[Source data]
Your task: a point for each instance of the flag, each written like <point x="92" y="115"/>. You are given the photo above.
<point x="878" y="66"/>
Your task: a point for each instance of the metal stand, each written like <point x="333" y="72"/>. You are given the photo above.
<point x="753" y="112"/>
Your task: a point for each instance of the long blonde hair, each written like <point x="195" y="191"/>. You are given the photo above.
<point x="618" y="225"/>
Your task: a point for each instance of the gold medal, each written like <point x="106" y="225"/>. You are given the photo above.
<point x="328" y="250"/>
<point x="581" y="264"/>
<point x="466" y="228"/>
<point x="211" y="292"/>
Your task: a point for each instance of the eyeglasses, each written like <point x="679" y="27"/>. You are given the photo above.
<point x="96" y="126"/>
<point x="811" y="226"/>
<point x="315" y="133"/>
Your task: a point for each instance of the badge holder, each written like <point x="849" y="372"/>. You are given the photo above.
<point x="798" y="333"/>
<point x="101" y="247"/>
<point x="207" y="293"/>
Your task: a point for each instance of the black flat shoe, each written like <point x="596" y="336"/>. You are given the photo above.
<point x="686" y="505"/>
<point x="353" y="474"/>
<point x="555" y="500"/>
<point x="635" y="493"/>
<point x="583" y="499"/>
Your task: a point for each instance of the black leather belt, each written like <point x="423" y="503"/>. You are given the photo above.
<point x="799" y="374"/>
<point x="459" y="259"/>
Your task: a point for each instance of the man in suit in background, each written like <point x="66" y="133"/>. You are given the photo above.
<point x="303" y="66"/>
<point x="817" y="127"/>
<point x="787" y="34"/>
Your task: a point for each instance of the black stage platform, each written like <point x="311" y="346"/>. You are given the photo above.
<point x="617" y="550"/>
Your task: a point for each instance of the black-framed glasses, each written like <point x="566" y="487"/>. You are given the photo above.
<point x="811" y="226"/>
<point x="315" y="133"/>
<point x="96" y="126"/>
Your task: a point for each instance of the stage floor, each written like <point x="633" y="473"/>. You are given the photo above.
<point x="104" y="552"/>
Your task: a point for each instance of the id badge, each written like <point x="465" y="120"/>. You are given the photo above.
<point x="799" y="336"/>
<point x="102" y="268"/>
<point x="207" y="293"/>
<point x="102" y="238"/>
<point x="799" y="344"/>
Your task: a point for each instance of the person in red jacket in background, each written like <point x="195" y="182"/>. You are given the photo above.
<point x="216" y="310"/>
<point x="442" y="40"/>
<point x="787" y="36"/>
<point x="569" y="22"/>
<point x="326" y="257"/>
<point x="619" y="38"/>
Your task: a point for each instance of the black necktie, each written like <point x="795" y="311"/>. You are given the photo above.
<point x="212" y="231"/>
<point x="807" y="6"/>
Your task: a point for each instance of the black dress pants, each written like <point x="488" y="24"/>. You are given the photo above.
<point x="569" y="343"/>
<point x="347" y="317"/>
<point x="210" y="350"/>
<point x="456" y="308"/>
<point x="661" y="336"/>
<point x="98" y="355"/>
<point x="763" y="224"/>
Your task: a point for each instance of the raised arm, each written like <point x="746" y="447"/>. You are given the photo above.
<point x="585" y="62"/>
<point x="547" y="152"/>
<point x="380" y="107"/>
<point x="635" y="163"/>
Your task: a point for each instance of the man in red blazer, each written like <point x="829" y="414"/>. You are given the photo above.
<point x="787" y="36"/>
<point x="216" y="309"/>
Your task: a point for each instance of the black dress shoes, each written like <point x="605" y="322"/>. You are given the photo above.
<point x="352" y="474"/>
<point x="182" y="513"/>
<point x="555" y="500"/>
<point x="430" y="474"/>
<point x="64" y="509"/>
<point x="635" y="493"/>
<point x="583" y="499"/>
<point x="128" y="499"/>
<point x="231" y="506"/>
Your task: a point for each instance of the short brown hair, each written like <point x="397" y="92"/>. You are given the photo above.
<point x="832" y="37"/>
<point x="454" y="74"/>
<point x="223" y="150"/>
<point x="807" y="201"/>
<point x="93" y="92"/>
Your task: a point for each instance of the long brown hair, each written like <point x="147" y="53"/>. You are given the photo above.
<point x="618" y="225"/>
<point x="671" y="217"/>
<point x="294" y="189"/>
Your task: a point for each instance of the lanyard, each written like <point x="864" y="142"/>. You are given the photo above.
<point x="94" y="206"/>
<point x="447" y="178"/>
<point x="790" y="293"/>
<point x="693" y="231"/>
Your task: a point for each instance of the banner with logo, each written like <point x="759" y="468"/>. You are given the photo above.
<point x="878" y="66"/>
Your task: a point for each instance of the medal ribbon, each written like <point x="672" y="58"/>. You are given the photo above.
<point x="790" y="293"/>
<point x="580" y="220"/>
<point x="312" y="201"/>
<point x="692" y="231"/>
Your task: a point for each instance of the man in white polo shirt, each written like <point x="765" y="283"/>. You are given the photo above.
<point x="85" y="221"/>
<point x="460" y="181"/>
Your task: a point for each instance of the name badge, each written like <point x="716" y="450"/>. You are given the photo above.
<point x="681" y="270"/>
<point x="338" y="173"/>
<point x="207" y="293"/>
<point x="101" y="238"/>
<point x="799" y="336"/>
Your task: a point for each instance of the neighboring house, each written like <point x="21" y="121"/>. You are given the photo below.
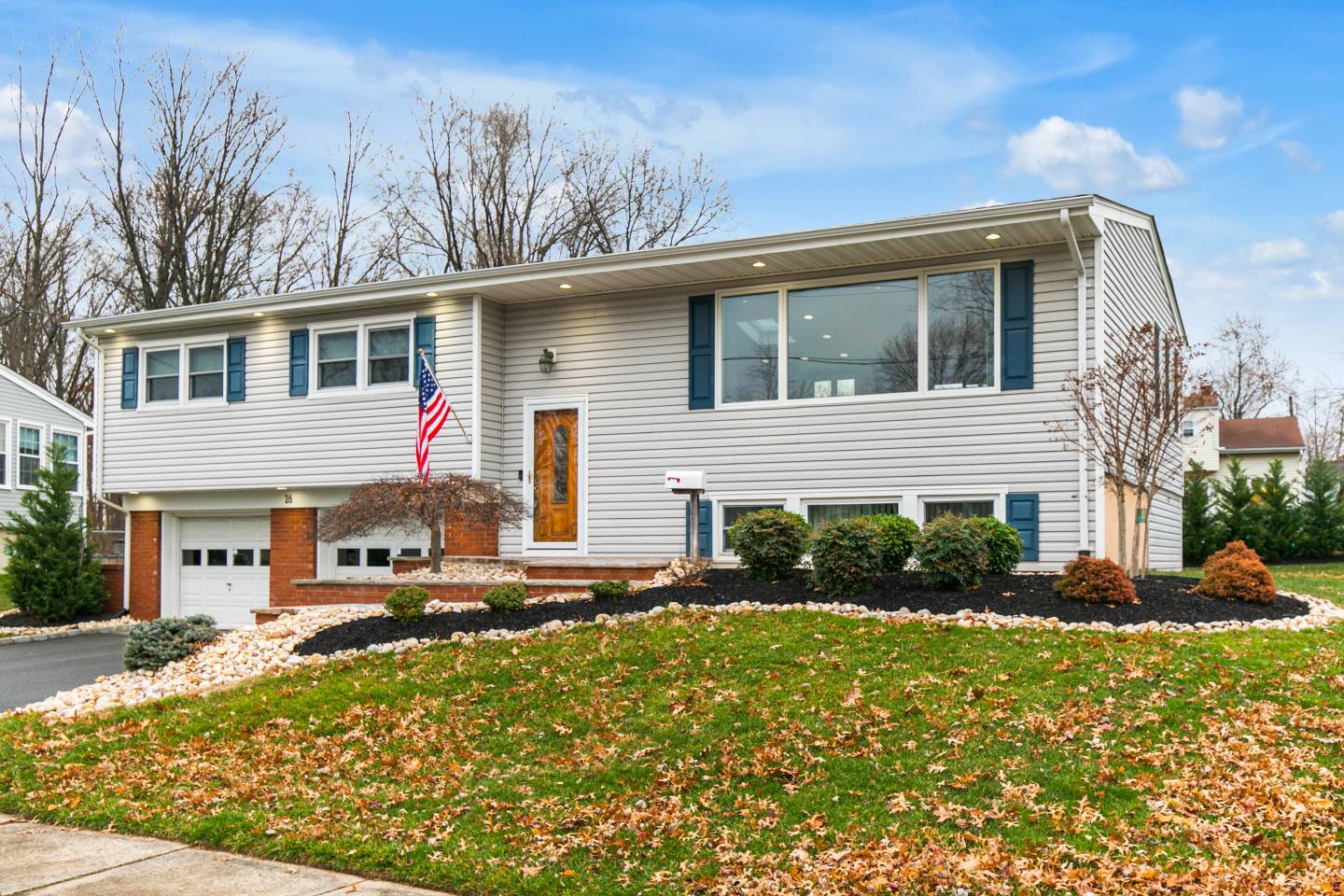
<point x="1214" y="440"/>
<point x="909" y="366"/>
<point x="31" y="419"/>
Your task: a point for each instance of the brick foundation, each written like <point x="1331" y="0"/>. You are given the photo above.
<point x="146" y="555"/>
<point x="293" y="551"/>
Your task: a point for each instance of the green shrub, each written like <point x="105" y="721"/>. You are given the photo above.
<point x="846" y="558"/>
<point x="952" y="553"/>
<point x="506" y="598"/>
<point x="609" y="590"/>
<point x="155" y="644"/>
<point x="1002" y="544"/>
<point x="897" y="536"/>
<point x="406" y="603"/>
<point x="1096" y="581"/>
<point x="769" y="543"/>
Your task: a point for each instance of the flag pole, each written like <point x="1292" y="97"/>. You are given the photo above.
<point x="451" y="409"/>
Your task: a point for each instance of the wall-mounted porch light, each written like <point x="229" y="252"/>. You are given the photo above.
<point x="547" y="360"/>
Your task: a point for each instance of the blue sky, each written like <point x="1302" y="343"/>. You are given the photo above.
<point x="1222" y="119"/>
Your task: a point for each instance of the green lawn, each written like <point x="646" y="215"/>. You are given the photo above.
<point x="707" y="754"/>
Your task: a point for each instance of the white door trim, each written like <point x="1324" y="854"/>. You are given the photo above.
<point x="530" y="407"/>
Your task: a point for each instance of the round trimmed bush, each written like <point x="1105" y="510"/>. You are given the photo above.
<point x="897" y="538"/>
<point x="609" y="590"/>
<point x="952" y="553"/>
<point x="155" y="644"/>
<point x="1002" y="544"/>
<point x="769" y="543"/>
<point x="846" y="558"/>
<point x="406" y="603"/>
<point x="1096" y="581"/>
<point x="1237" y="574"/>
<point x="507" y="598"/>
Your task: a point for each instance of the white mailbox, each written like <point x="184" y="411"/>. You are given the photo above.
<point x="686" y="480"/>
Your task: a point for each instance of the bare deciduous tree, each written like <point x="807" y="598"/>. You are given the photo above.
<point x="1127" y="419"/>
<point x="1245" y="370"/>
<point x="412" y="505"/>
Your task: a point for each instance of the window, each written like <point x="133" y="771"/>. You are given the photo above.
<point x="338" y="359"/>
<point x="30" y="455"/>
<point x="821" y="513"/>
<point x="961" y="329"/>
<point x="750" y="327"/>
<point x="855" y="339"/>
<point x="388" y="355"/>
<point x="933" y="510"/>
<point x="161" y="369"/>
<point x="733" y="512"/>
<point x="206" y="371"/>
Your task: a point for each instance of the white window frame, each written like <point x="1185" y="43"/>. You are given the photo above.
<point x="782" y="347"/>
<point x="78" y="459"/>
<point x="42" y="450"/>
<point x="360" y="328"/>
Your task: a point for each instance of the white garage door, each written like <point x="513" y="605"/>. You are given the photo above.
<point x="225" y="567"/>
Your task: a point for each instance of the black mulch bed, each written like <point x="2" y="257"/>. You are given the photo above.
<point x="24" y="621"/>
<point x="1163" y="599"/>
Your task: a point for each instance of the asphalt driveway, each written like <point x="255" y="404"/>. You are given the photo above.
<point x="36" y="669"/>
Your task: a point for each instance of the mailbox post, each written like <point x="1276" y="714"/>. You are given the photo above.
<point x="690" y="483"/>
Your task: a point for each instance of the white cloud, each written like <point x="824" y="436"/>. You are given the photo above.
<point x="1207" y="117"/>
<point x="1075" y="158"/>
<point x="1279" y="251"/>
<point x="1300" y="155"/>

● EXERCISE
Rewrite the data from the line holding "Your task: a point for each instance of the white window" through the end of the data, both ends included, keeping every request line. Raise each x and y coordinate in the answer points by 136, leaving the requests and their sample points unchanged.

● SOLUTION FOR THIS PROBLEM
Your task: a point for each instance of the white window frame, each written like <point x="1185" y="43"/>. You are given the photo above.
<point x="918" y="483"/>
<point x="214" y="595"/>
<point x="178" y="586"/>
<point x="496" y="464"/>
Your task: a point for each instance of the white garage door, each written like <point x="513" y="605"/>. You are given the photo above.
<point x="361" y="703"/>
Your task: a point for each instance of the black mulch bed, each written like <point x="2" y="257"/>. You are given the photo above.
<point x="160" y="757"/>
<point x="1299" y="735"/>
Your task: a point for each instance of the asphalt driveway, each written like <point x="255" y="404"/>. You are given the photo above.
<point x="172" y="805"/>
Your task: a point for each instance of the mailbox post, each written like <point x="1276" y="714"/>. You are given the photo above.
<point x="826" y="619"/>
Your task: a point for each instance of the white cloud, each written like <point x="824" y="436"/>. You are given the photo above.
<point x="1343" y="253"/>
<point x="1211" y="294"/>
<point x="1415" y="387"/>
<point x="1436" y="291"/>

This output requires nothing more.